-- START Task material --

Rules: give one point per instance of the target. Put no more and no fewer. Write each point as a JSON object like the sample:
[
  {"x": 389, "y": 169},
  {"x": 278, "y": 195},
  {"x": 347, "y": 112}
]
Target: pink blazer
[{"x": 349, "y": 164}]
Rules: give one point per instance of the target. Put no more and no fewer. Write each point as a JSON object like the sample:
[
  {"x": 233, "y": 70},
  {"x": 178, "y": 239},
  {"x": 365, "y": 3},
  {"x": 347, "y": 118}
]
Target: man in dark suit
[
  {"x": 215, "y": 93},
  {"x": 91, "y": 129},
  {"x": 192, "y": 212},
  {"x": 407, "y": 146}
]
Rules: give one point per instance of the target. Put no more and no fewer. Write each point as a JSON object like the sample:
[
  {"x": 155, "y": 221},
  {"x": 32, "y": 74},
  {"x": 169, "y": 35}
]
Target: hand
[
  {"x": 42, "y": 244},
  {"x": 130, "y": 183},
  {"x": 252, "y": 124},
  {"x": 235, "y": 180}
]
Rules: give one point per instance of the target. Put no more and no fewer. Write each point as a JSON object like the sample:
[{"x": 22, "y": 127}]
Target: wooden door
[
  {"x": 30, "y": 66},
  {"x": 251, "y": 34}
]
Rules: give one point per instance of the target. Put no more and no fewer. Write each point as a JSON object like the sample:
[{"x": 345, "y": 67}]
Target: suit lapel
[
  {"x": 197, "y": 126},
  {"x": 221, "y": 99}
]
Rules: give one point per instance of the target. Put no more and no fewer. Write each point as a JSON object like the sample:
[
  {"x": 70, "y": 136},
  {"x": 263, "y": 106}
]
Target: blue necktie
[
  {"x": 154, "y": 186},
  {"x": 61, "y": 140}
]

-- END Task material --
-- START Task material --

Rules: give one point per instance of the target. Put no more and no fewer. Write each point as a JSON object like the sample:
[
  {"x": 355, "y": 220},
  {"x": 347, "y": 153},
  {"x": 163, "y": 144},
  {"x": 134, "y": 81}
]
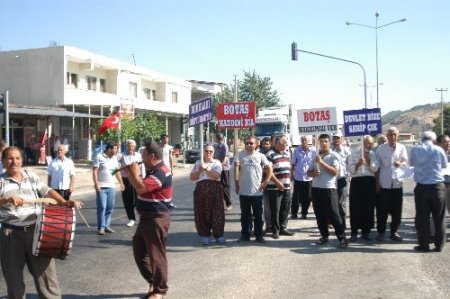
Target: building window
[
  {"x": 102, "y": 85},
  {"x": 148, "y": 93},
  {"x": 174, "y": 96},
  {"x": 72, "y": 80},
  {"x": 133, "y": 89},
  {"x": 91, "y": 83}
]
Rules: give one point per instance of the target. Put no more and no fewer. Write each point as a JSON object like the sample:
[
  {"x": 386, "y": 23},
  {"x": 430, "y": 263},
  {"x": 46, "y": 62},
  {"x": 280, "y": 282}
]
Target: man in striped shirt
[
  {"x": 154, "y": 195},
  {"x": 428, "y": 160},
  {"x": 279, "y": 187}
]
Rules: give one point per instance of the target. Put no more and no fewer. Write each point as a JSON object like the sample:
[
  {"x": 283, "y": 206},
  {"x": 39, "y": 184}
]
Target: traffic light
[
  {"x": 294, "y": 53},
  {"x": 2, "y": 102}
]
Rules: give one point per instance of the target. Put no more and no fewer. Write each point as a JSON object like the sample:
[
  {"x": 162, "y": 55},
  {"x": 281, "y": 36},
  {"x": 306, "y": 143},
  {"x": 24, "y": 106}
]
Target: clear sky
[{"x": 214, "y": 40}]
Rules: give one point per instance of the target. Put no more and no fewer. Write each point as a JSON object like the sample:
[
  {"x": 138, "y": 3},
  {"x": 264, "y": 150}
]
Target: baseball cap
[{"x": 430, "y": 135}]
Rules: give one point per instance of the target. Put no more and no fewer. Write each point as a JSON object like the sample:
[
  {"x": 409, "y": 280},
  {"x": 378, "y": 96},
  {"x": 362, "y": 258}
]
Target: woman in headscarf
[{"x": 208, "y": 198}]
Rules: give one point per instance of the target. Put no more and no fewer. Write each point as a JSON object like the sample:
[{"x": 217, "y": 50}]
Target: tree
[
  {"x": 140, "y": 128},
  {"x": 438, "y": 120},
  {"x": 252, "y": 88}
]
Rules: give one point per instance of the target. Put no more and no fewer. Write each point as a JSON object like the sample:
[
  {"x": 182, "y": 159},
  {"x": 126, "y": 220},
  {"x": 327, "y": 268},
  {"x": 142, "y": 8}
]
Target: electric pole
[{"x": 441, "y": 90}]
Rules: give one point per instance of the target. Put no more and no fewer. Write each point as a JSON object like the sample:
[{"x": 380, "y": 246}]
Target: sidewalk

-- END Task material --
-- START Task material --

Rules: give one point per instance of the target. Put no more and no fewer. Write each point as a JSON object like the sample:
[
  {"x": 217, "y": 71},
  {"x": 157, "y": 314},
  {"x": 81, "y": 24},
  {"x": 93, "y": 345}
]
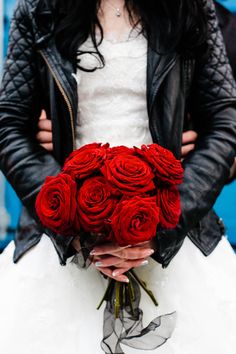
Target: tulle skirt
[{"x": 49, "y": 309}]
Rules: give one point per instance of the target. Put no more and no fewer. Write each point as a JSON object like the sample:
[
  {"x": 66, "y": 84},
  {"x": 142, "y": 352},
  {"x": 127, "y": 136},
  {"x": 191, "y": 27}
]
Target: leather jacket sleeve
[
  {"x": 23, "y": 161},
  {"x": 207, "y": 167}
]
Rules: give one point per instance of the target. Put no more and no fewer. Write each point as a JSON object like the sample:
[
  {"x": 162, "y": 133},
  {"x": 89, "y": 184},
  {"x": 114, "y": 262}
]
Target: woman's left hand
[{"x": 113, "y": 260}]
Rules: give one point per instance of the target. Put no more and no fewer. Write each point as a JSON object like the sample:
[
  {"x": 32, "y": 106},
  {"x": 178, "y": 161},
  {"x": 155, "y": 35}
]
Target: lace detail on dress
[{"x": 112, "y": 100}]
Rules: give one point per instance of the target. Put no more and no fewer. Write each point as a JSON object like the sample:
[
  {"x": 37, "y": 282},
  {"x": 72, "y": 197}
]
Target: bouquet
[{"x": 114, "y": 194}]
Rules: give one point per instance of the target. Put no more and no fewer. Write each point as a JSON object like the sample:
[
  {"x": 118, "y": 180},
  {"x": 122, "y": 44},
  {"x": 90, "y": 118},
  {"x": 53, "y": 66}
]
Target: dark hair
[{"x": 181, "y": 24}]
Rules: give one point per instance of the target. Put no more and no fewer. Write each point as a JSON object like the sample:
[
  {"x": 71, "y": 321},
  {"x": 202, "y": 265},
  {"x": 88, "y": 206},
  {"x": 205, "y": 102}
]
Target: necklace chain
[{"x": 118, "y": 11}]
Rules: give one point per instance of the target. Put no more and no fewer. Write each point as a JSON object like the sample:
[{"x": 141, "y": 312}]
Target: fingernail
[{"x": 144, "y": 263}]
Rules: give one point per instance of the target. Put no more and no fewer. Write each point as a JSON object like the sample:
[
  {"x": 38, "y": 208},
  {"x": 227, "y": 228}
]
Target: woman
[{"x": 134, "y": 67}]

-- END Task material --

Gather every line of the three blocks of records above that contains the word "dark", treating uppercase and lowercase as different.

# [Output of the task]
Target: man in dark suit
Target: dark hair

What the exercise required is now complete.